(Dataset records)
***
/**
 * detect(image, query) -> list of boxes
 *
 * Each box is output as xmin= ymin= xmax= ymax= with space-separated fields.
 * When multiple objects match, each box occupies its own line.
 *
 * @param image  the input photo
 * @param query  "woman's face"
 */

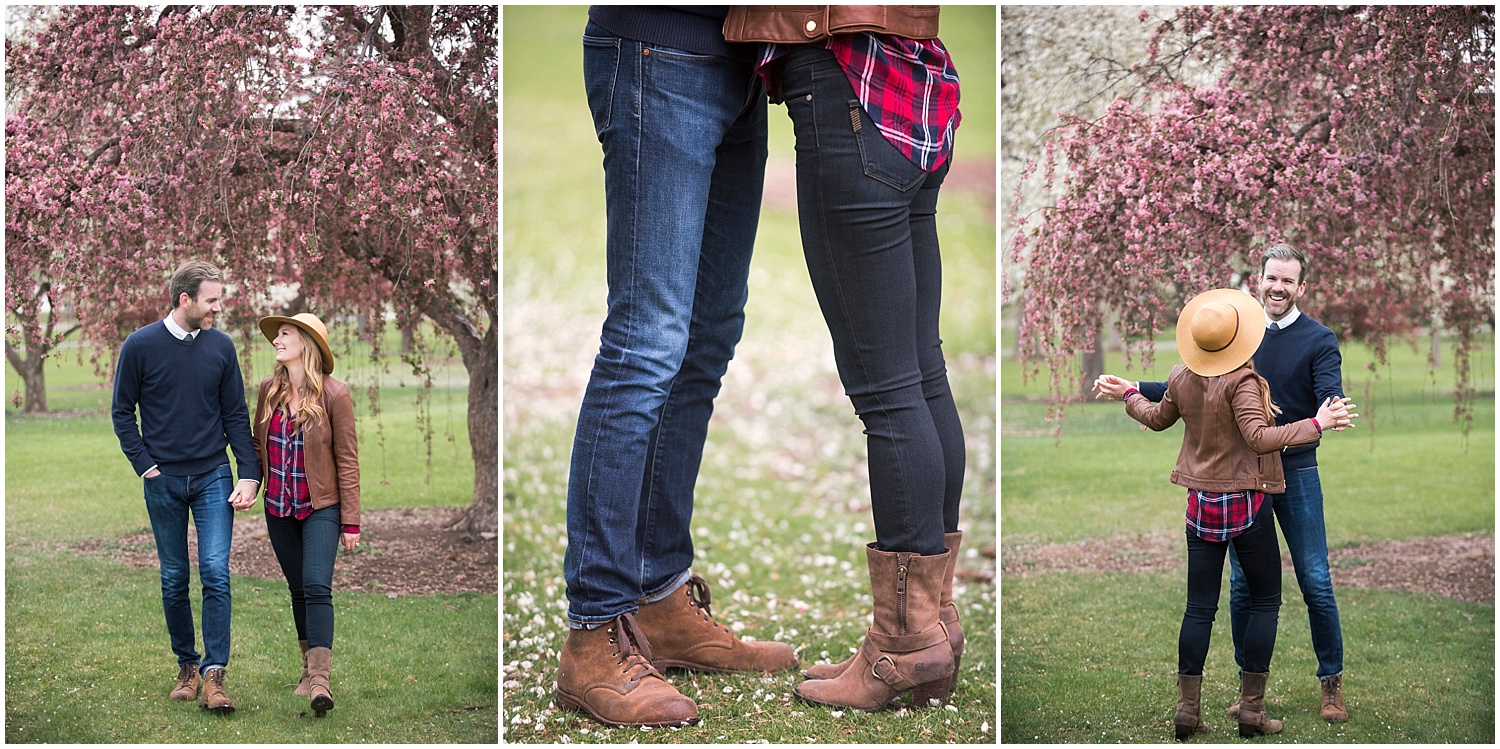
xmin=273 ymin=324 xmax=305 ymax=365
***
→ **Exercise brief**
Exactly as written above, print every record, and keep the pictures out.

→ **Answer for the task**
/**
 * detect(image, query) -> list of boxes
 *
 * Each box is output as xmin= ymin= xmax= ymax= with space-separated fields.
 * When multiple objects match, each box occupies its own line.
 *
 * @param image  the input photo
 * @param query  "woman's face"
 */

xmin=273 ymin=324 xmax=305 ymax=365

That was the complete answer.